Records for the task:
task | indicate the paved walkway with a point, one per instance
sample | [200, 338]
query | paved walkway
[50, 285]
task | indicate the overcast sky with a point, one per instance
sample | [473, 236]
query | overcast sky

Exercise brief:
Print all of the entries again, exactly as written.

Response area:
task | indicate the paved walkway with a point, one per instance
sample | [200, 338]
query | paved walkway
[50, 285]
task | indicate the overcast sky with a point, one per instance
sample | [473, 236]
query | overcast sky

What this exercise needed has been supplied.